#### Page text ####
The court found that an international patent application involving
the pump was not dispositive. Although the Federal Circuit held that “an
applied-for utility patent that never issued has evidentiary significance for
the statements and claims made in the patent application concerning the
utilitarian advantages, just as an issued patent has evidentiary significance,”
the court didn’t think that rules for the TTAB were relevant to “a court’s
Lanham Act analysis.” [??? They are interpreting the same statutory language?
Why would you ever want the PTO and judicial analyses of functionality to
differ?] “A never-approved patent application … could include any number of
useless features that would never have passed muster with the Patent and
Trademark Office”; only approved or expired utility patents show functionality.
#### Stored rows ####
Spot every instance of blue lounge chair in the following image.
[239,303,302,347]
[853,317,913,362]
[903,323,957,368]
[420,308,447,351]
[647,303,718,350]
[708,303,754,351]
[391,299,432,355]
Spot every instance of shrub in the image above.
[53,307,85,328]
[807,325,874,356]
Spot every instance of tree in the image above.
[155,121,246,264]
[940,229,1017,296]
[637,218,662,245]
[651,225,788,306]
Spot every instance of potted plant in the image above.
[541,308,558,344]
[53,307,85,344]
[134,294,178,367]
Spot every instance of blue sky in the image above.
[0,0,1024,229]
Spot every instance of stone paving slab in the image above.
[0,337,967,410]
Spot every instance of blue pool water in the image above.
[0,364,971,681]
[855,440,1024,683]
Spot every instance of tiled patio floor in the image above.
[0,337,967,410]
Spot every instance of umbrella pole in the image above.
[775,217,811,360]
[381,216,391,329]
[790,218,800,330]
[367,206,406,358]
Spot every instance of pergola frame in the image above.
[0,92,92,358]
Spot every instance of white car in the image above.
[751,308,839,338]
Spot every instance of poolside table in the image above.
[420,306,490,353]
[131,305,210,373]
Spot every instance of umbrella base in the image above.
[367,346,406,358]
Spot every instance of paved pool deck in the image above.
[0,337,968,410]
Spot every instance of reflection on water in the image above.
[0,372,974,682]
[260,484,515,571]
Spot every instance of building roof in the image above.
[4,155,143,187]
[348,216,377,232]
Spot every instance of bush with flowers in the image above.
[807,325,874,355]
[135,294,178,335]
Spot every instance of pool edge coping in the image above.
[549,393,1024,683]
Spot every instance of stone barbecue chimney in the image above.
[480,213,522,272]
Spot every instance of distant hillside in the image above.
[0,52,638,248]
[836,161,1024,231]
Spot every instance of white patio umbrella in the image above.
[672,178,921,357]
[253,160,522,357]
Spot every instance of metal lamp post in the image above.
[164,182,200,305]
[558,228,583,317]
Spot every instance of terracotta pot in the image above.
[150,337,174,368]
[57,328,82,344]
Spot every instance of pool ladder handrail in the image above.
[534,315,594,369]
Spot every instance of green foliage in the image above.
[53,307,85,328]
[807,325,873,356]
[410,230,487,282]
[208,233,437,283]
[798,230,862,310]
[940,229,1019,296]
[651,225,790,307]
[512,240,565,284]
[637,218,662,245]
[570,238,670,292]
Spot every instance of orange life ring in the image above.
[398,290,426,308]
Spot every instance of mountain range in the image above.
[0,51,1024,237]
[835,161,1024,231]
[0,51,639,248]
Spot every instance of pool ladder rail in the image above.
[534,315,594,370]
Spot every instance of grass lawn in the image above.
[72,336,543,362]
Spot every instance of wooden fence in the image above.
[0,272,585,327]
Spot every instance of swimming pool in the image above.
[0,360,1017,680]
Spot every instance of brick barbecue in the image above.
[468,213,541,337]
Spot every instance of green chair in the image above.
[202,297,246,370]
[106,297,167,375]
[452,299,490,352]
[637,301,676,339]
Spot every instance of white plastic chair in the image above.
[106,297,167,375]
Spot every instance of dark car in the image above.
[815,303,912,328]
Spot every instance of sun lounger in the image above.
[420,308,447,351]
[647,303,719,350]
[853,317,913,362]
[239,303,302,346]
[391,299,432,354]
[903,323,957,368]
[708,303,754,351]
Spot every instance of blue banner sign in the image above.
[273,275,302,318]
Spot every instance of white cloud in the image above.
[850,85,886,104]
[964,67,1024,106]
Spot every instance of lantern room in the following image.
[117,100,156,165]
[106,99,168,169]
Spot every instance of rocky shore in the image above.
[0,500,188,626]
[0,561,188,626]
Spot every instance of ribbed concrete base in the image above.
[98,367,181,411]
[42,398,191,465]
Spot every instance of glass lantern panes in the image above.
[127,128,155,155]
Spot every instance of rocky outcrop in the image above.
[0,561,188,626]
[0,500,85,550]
####
◆ Problems
1. Copy everything in the patent-application passage above from "The court found" down to "same statutory language?".
2. Carry on the patent-application passage above from its last sentence.

◆ Answers to the tasks
1.
The court found that an international patent application involving
the pump was not dispositive. Although the Federal Circuit held that “an
applied-for utility patent that never issued has evidentiary significance for
the statements and claims made in the patent application concerning the
utilitarian advantages, just as an issued patent has evidentiary significance,”
the court didn’t think that rules for the TTAB were relevant to “a court’s
Lanham Act analysis.” [??? They are interpreting the same statutory language?

2.
[This seems wrong, including as a matter of applicant estoppel; it would also
make evaluating the effect of foreign patents into a mini-trial on the relationship
between foreign and US patent law.]

Anyway, even considering the application, it wouldn’t
persuade the court that functionality was present. The court thought that there
was no evidence that the “central advance” application matched the “essential
feature” of the claimed trade dress. “And although the absence of a utility
patent does not preclude the functionality of a design, the lack of a
presumption of functionality does make it considerably less likely that
functionality can be determined on summary judgment.”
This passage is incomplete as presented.